# [EXERCISE REQUIREMENTS]
Reproduce the data below word for word, starting at the line that contains "Pick out the adidas" and ending at the line that contains "(527, 1100)", with both of those lines included.

# [LISTED ENTRIES]
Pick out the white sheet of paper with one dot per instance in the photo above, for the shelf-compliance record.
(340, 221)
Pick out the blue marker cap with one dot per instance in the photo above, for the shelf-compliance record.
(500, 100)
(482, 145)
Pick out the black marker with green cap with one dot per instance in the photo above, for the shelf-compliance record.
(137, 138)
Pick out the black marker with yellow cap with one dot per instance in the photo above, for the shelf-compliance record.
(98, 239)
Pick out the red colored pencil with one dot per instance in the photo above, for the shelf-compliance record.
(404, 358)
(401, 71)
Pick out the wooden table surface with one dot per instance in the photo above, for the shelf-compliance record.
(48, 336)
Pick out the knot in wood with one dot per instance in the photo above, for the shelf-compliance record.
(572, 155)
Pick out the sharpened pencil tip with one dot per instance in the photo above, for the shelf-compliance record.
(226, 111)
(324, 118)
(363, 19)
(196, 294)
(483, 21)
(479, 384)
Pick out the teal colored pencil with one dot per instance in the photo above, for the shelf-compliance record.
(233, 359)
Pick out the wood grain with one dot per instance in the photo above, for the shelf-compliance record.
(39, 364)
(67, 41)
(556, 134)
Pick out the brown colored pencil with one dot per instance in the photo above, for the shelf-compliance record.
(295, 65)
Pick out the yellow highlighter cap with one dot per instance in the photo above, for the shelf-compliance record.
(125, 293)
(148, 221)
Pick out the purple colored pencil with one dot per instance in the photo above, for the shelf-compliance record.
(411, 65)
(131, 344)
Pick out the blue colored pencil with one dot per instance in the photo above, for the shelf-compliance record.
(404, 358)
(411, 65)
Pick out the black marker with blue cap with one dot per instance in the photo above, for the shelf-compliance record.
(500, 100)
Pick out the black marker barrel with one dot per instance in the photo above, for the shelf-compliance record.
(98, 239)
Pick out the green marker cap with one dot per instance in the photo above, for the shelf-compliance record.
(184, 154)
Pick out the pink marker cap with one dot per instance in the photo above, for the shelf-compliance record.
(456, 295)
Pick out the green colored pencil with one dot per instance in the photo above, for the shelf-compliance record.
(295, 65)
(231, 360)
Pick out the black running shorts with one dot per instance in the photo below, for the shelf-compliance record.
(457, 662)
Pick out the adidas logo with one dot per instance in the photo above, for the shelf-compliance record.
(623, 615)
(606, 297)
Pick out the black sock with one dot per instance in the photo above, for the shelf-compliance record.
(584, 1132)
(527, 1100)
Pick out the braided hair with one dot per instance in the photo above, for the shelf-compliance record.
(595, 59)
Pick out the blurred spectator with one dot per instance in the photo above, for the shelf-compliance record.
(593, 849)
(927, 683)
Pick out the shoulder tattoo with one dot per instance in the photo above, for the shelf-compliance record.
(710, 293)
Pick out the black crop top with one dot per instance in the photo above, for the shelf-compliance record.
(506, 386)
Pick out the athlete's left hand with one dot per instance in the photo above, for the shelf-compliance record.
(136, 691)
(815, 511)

# [FINAL RESULT]
Pick out the adidas logo with one dot per instance in the photo above, for the shelf-compliance record.
(623, 615)
(606, 297)
Pick out the black sock with one dot per instance in the photo above, for the shelf-compliance record.
(584, 1132)
(527, 1100)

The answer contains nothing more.